**EXERCISE INSTRUCTIONS**
Write out everything from the line with "Please inspect the picture provided and identify elbow." down to the line with "[32,75,67,172]" in the data below, changing "inspect" to "examine" and keeping the rest the same. Leave the pictures out.

**DATA SHOWN**
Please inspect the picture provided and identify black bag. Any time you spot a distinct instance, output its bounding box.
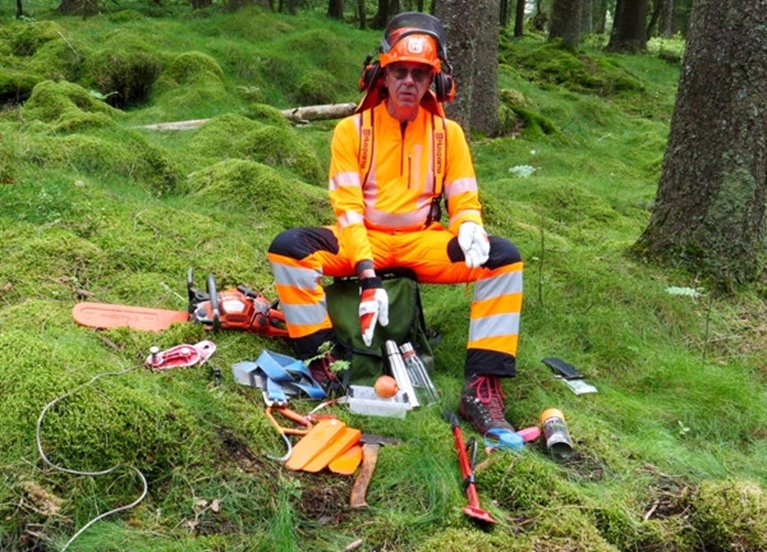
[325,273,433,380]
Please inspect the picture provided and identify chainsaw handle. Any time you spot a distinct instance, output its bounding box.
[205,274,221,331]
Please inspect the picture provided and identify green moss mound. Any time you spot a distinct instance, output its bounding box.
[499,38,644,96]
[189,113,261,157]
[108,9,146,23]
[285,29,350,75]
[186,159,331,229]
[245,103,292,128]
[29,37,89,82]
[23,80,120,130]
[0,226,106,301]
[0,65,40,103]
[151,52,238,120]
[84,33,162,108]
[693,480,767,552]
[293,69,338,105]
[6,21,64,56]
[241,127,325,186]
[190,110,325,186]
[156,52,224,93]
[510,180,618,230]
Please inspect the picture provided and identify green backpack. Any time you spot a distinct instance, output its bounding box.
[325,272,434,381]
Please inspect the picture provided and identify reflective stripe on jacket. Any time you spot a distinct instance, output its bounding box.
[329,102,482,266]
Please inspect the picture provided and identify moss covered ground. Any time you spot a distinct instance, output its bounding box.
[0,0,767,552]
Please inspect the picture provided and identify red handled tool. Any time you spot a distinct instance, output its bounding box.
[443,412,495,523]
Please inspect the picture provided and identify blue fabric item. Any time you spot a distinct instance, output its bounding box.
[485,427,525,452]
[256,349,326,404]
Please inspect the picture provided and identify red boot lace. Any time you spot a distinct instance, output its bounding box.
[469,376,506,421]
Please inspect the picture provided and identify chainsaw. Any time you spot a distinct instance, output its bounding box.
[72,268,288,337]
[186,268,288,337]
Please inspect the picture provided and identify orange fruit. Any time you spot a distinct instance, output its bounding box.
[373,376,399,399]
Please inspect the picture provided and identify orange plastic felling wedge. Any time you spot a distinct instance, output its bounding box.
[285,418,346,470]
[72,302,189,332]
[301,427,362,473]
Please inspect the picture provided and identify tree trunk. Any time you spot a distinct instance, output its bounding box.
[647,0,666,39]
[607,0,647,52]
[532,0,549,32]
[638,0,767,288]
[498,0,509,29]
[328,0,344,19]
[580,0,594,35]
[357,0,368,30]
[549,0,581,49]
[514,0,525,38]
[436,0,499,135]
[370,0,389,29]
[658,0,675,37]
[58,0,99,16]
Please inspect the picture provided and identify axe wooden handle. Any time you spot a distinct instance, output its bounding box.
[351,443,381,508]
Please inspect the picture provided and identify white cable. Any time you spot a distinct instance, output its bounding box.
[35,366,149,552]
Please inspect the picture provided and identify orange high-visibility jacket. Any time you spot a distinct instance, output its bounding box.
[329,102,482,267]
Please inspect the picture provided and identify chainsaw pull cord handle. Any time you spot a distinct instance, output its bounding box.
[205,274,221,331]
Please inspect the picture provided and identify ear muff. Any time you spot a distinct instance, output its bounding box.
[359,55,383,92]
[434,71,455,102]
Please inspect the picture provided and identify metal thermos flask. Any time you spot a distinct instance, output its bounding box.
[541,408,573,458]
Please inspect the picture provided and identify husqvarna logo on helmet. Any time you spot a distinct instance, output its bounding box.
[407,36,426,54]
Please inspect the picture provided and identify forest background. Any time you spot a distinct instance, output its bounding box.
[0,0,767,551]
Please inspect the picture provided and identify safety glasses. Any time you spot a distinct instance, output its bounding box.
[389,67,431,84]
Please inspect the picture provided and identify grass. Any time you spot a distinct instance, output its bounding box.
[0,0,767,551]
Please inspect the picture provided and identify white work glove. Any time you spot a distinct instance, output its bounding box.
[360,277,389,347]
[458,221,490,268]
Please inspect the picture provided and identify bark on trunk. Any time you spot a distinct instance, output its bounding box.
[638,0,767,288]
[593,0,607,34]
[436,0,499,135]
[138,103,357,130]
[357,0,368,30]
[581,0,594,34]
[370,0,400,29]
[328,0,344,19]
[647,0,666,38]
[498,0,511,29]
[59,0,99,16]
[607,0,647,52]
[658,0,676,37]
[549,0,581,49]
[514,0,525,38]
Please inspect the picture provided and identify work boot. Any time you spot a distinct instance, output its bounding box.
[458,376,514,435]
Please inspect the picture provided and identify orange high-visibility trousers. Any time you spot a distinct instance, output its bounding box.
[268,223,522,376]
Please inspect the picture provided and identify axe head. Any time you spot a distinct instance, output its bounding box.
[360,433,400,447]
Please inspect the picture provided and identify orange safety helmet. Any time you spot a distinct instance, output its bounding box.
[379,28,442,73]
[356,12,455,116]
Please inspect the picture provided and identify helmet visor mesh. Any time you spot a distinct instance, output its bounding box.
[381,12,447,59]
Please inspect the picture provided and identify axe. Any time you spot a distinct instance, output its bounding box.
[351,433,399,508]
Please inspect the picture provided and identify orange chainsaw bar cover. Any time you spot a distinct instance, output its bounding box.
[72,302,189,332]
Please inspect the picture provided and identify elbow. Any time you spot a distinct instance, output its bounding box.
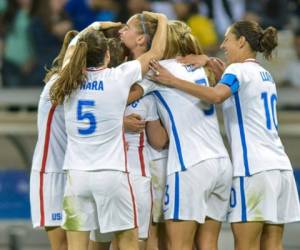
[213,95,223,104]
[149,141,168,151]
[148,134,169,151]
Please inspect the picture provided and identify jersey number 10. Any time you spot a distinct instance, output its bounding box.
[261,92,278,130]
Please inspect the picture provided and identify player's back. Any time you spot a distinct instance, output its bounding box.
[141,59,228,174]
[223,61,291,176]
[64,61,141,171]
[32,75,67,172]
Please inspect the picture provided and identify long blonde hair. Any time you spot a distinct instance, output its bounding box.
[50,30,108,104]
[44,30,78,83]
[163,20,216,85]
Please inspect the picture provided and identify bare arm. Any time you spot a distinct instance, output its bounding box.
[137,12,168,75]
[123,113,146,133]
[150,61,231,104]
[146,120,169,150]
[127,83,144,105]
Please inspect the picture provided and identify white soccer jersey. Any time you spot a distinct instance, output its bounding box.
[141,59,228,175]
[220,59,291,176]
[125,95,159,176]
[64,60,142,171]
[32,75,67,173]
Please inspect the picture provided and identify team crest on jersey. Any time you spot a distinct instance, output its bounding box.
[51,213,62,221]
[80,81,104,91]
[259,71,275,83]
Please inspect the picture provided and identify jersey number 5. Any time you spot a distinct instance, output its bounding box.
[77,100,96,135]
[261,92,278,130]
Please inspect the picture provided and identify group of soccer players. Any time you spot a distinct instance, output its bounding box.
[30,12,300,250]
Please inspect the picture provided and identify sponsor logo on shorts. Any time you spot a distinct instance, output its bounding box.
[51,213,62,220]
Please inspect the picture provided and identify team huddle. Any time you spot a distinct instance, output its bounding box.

**REPLY TO THE EXERCISE**
Please examine the picture provided and identify elbow. Any time you spot a distinct instance, output its bounding box.
[213,95,223,104]
[149,141,168,151]
[148,134,169,151]
Please examine the picture provided and identify jersey number 10. Any time you spot a distinct instance, output its bounding box.
[261,92,278,130]
Please examine the picture provided and identify player's back. Any time you spot a distinct instance, output its bounding box.
[141,59,228,174]
[223,61,291,176]
[64,61,141,171]
[32,75,67,172]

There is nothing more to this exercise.